● 练习要求: 在这份题目页面中，找出“题目描述”之前列出的全部限制和格式设定，并写出每一项的内容。

### 所示文本

题目链接

时间限制:C/C++ 1秒,其他语言2秒
空间限制:C/C++ 32768K,其他语言65536K
64bit IO Format: %lld

题目描述

Bessie is out at the movies. Being mischievous as always, she has
decided to hide from Farmer John for L (1 <= L <= 100,000,000)
minutes, during which time she wants to watch movies continuously. She
has N (1 <= N <= 20) movies to choose from, each of which has a
certain duration and a set of showtimes during the day. Bessie may
enter and exit a movie at any time during one if its showtimes, but
she does not want to ever visit the same movie twice, and she cannot
switch to another showtime of the same movie that overlaps the current
showtime. Help Bessie by determining if it is possible for her to
achieve her goal of watching movies continuously from time 0 through
time L. If it is, determine the minimum number of movies she needs to
see to achieve this goal (Bessie gets confused with plot lines if she
watches too many movies).

######
### 记录信息

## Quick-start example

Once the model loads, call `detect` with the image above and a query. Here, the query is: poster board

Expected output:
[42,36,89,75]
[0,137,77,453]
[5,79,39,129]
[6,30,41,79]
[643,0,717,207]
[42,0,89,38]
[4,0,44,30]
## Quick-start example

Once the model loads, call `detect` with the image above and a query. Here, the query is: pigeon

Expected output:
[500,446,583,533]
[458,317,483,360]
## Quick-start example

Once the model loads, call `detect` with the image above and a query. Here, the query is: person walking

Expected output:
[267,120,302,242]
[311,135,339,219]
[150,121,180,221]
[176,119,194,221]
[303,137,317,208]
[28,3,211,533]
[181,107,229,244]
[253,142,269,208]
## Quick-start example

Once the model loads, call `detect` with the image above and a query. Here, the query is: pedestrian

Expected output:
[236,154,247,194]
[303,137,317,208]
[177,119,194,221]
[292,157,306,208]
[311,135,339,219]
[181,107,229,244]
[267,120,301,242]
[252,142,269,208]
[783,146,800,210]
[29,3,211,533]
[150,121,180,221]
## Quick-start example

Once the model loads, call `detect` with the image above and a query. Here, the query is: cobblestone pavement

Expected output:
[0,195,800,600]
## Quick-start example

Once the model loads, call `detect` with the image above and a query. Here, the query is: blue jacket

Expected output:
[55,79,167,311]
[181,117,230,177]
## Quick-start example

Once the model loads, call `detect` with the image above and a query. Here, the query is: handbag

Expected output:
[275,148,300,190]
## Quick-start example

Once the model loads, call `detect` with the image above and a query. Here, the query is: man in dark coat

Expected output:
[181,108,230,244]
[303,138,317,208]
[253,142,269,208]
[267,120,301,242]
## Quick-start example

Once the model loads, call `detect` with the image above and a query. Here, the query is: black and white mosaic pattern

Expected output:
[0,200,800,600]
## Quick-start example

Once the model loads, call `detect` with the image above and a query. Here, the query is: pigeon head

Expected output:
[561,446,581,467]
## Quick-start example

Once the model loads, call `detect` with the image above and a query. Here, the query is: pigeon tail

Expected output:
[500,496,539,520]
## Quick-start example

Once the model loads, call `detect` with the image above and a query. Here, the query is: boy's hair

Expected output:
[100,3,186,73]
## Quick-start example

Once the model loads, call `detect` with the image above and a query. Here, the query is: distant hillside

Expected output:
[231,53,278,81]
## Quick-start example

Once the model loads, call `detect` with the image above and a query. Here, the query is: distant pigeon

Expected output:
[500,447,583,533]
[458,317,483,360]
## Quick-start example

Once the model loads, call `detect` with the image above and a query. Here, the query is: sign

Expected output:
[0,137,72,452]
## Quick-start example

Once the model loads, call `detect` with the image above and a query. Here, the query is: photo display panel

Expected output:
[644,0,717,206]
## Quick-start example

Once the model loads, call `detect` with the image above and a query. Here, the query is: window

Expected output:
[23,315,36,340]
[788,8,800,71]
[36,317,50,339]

######

● 参考答案:
时间限制：C/C++ 1秒，其他语言2秒
空间限制：C/C++ 32768K，其他语言65536K
64bit IO Format：%lld